■ **What this task involves**
Show every line of the data below that contains the string "painting". Case counts, so a line matches only if the letters agree in case.

Point annotation data:

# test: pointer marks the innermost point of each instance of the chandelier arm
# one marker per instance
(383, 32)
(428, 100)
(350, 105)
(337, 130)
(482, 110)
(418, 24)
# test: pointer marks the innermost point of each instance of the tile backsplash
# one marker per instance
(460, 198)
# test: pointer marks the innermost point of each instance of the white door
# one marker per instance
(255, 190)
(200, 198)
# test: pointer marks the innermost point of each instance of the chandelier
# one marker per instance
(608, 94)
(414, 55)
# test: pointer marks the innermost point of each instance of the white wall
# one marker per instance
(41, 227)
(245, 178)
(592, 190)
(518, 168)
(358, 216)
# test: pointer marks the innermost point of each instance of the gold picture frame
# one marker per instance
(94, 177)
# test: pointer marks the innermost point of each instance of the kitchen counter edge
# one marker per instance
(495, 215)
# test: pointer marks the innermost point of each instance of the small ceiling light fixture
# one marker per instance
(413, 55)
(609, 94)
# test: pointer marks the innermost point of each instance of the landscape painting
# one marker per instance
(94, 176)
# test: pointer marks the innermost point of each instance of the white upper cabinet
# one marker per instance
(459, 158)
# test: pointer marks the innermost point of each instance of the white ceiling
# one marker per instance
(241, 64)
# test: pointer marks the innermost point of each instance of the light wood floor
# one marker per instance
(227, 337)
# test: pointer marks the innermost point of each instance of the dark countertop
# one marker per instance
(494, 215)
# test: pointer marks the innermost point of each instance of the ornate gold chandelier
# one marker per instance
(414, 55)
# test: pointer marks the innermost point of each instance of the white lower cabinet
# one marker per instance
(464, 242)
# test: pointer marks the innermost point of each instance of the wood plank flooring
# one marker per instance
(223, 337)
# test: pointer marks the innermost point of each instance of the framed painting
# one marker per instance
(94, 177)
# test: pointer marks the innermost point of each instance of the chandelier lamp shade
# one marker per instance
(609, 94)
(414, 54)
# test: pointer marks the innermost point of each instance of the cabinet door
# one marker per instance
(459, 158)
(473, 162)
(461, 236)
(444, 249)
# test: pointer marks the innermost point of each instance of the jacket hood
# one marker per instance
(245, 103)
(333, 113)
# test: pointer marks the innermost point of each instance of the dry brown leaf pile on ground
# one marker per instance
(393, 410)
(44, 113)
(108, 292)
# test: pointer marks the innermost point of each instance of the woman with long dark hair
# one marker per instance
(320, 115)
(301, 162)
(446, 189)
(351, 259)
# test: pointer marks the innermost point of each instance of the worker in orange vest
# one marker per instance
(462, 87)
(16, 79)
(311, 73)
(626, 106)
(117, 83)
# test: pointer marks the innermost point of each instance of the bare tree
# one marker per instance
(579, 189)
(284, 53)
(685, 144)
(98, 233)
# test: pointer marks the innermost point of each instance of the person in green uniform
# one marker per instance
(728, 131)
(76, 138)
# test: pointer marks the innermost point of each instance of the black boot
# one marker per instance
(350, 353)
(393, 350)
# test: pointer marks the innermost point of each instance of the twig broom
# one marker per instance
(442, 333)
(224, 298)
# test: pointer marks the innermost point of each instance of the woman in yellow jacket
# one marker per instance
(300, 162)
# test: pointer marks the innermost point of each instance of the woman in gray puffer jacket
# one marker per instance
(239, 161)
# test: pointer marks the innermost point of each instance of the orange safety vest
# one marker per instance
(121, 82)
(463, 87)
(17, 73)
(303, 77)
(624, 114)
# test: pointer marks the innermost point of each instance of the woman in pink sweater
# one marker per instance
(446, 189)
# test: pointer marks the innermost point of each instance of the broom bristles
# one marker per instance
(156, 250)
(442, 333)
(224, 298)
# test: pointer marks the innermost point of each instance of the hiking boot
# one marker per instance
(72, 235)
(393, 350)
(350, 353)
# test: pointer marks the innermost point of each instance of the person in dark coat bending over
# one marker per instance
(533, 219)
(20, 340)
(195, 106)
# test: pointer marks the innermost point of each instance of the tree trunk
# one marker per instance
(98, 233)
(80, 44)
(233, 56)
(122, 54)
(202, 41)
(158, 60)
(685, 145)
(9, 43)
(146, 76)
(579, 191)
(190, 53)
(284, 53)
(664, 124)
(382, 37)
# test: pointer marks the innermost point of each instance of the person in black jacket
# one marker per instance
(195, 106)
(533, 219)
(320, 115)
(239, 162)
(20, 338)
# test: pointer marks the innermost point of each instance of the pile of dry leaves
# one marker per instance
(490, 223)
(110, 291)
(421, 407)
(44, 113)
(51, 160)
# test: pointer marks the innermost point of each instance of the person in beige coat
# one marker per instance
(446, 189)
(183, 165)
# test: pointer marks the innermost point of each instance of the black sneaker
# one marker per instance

...

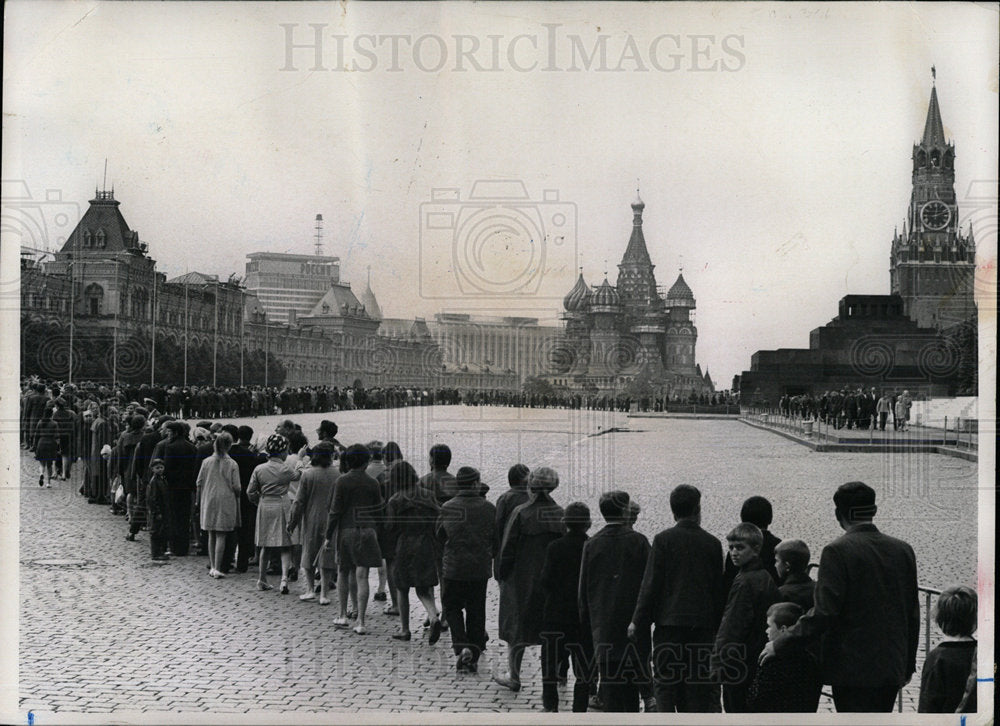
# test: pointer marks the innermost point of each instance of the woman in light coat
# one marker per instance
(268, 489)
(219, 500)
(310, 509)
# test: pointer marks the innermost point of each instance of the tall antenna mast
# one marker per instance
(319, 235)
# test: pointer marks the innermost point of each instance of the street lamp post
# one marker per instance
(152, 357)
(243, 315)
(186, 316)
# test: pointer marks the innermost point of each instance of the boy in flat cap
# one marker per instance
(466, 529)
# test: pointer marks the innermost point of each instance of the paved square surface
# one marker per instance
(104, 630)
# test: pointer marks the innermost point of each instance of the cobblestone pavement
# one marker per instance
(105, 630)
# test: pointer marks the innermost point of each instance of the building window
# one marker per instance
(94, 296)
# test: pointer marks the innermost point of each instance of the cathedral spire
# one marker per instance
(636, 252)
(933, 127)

■ **Exercise response**
# test: pointer marks the innermost point of each instance of the landscape painting
# test: pointer marks the innermost point of each instance of the framed painting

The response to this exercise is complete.